DIRECTIONS FOR THIS TASK: Can you give each line of the rows below as a JSON list of strings, one string per line, with blank lines skipped? Leave the pictures out of the answer.

# Start of TASK INPUT

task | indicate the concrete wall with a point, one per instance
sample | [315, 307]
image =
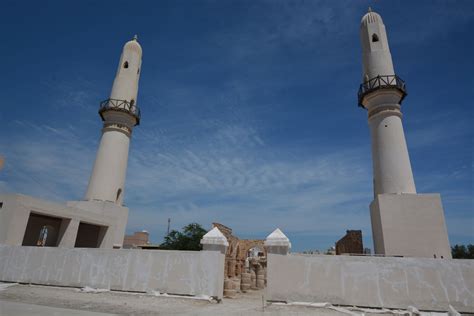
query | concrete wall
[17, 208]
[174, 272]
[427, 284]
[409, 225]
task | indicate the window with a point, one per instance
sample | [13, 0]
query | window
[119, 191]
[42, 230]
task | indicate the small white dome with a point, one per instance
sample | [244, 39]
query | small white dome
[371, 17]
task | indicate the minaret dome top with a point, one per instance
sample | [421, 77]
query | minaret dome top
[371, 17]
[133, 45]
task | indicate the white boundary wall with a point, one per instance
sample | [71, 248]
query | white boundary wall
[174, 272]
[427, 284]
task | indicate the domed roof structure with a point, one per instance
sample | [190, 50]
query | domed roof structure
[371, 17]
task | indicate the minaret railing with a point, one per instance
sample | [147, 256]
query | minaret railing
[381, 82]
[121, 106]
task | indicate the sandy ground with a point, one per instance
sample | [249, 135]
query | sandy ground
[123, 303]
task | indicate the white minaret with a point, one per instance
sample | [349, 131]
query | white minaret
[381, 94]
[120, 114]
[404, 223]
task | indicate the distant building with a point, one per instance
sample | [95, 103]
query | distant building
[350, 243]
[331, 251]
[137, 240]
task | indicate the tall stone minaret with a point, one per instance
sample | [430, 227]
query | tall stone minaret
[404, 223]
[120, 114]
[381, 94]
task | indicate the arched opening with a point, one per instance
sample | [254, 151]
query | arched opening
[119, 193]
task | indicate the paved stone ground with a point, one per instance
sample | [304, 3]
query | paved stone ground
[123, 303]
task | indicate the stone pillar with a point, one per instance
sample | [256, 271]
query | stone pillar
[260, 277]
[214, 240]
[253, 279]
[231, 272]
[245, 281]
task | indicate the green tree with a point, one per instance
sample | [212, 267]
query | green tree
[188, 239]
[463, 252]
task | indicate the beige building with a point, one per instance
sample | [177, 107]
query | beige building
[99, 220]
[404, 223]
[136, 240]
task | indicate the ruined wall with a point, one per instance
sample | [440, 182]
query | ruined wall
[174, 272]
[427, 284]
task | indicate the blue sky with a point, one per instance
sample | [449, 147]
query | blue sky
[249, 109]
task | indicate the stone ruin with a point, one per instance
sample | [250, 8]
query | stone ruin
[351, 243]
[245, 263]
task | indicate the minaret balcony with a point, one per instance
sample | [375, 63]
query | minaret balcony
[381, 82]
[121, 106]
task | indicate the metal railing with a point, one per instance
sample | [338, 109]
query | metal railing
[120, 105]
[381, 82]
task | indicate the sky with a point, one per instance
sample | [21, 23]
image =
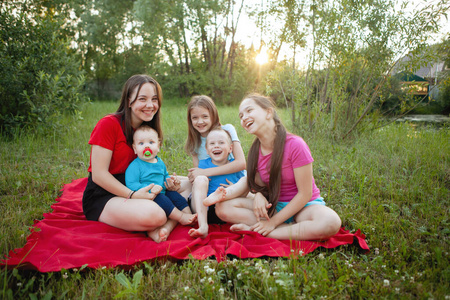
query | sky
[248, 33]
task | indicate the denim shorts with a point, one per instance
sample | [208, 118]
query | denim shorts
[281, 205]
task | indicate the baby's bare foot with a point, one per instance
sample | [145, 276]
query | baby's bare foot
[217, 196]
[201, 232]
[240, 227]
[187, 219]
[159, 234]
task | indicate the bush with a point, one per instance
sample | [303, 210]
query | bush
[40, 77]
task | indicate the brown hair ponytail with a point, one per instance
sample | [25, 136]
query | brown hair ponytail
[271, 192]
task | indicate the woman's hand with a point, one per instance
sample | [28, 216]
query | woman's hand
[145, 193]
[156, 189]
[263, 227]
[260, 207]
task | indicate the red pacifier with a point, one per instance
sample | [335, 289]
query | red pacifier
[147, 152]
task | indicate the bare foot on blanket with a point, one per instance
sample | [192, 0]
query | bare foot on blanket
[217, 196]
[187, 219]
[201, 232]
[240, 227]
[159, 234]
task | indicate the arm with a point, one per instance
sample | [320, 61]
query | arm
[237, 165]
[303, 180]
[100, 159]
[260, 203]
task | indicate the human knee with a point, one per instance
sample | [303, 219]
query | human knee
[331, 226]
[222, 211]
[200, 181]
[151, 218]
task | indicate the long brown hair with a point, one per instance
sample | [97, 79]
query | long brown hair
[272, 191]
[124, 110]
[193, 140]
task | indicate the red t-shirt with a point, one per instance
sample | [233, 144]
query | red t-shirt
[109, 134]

# End of TASK INPUT

THE RESPONSE:
[
  "task | indicate the concrete wall with a point, one per instance",
  "sample | [315, 307]",
  "image =",
  "query | concrete wall",
  "[17, 208]",
  "[174, 272]",
  "[427, 284]",
  "[409, 225]",
  "task | indicate the window with a point, one per instance",
  "sample | [13, 0]",
  "query | window",
  "[119, 191]",
  "[42, 230]",
  "task | indicate the small white dome with a point, one per instance",
  "sample | [244, 39]",
  "query | small white dome",
  "[371, 17]",
  "task | indicate the minaret dome top with a point, one per instance",
  "sample | [421, 77]",
  "query | minaret dome top",
  "[371, 17]",
  "[133, 45]",
  "task | indicate the white boundary wall with a point, one per instance",
  "sample | [71, 248]",
  "query | white boundary wall",
  "[174, 272]",
  "[427, 284]",
  "task | indicate the domed roof structure with a point, one per instance",
  "sample | [190, 50]",
  "query | domed roof structure",
  "[371, 17]",
  "task | indicate the minaret railing with a point, one per instance",
  "sample | [147, 256]",
  "query | minaret railing",
  "[381, 82]",
  "[121, 106]",
  "task | indicate the sandy ground with a point, one per instance",
  "sample | [249, 135]",
  "query | sandy ground",
  "[123, 303]",
  "task | indicate the white minaret with a point, one per instance",
  "sample | [349, 131]",
  "query | white minaret",
  "[381, 94]",
  "[120, 114]",
  "[404, 223]",
  "task | indicate the distant building with a point, one per instance",
  "sample | [95, 103]",
  "query | distant building",
  "[350, 243]",
  "[331, 251]",
  "[137, 240]",
  "task | indicate the tall stone minaret with a point, one per instance",
  "sample | [430, 227]",
  "query | tall stone minaret",
  "[404, 223]",
  "[120, 114]",
  "[381, 94]",
  "task | indicate the arched opening with a point, one per instance",
  "sample | [254, 151]",
  "query | arched opening",
  "[119, 193]",
  "task | indicate the paved stone ground with a point, one per instance",
  "sample | [304, 3]",
  "query | paved stone ground",
  "[123, 303]",
  "task | indicate the stone pillar with a point, one per instance",
  "sample | [256, 271]",
  "query | stone pillar",
  "[260, 277]",
  "[214, 240]",
  "[253, 279]",
  "[231, 272]",
  "[245, 281]",
  "task | indicate the green tree with a point, one per instance",
  "sample | [212, 267]",
  "query | green tree",
  "[188, 239]",
  "[463, 252]",
  "task | indicate the beige building with a point, one per instance",
  "sample | [177, 107]",
  "query | beige building",
  "[99, 220]",
  "[404, 223]",
  "[136, 240]",
  "task | indicate the ruined wall with a point, one per instance",
  "sample | [440, 182]",
  "query | ruined wall",
  "[174, 272]",
  "[427, 284]",
  "task | indicate the blue sky with a point, one per instance",
  "sample | [449, 147]",
  "query | blue sky",
  "[249, 109]",
  "task | indicate the stone ruin with a point, one per instance",
  "sample | [250, 8]",
  "query | stone ruin",
  "[351, 243]",
  "[245, 263]",
  "task | indicate the minaret balcony with a point, one per instance",
  "sample | [375, 63]",
  "query | minaret balcony",
  "[381, 82]",
  "[121, 106]",
  "task | indicate the metal railing with a point, one per instance",
  "sample | [338, 109]",
  "query | metal railing",
  "[120, 105]",
  "[381, 82]",
  "task | indicate the sky with a point, one per instance",
  "sample | [21, 23]",
  "image =",
  "query | sky",
  "[248, 33]",
  "task | indicate the denim shorts with a point, one per instance",
  "sample | [208, 118]",
  "query | denim shorts",
  "[281, 205]",
  "task | indicate the baby's bare foot with a point, one per instance",
  "sample | [145, 276]",
  "query | baby's bare foot",
  "[217, 196]",
  "[201, 232]",
  "[240, 227]",
  "[187, 219]",
  "[159, 234]",
  "task | indicate the bush with a point, one per instance",
  "sample | [303, 210]",
  "query | bush",
  "[40, 77]",
  "task | indicate the brown hair ponytail with a point, one per instance",
  "sample | [25, 136]",
  "query | brown hair ponytail",
  "[271, 192]",
  "task | indicate the woman's hand with a point, one per instance",
  "sample | [28, 216]",
  "query | woman's hand",
  "[145, 193]",
  "[156, 189]",
  "[263, 227]",
  "[260, 207]",
  "task | indicate the red pacifier with a point, one per instance",
  "sample | [335, 289]",
  "query | red pacifier",
  "[147, 152]",
  "task | indicate the bare foot on blanket with a point, one per instance",
  "sample | [192, 0]",
  "query | bare foot on blanket",
  "[217, 196]",
  "[187, 219]",
  "[201, 232]",
  "[240, 227]",
  "[159, 234]",
  "task | indicate the arm with a point, one per instance",
  "sample | [320, 61]",
  "query | arm",
  "[237, 165]",
  "[303, 180]",
  "[100, 159]",
  "[260, 203]",
  "task | indicate the human knee with a point, one per instance",
  "sample | [303, 219]",
  "query | human knee",
  "[331, 226]",
  "[222, 211]",
  "[200, 181]",
  "[151, 218]",
  "task | indicate the long brown hair with a point, one per instance",
  "sample | [97, 79]",
  "query | long brown hair",
  "[272, 191]",
  "[124, 110]",
  "[193, 140]",
  "task | indicate the red t-shirt with a point, one per instance",
  "sample | [233, 144]",
  "query | red t-shirt",
  "[109, 134]"
]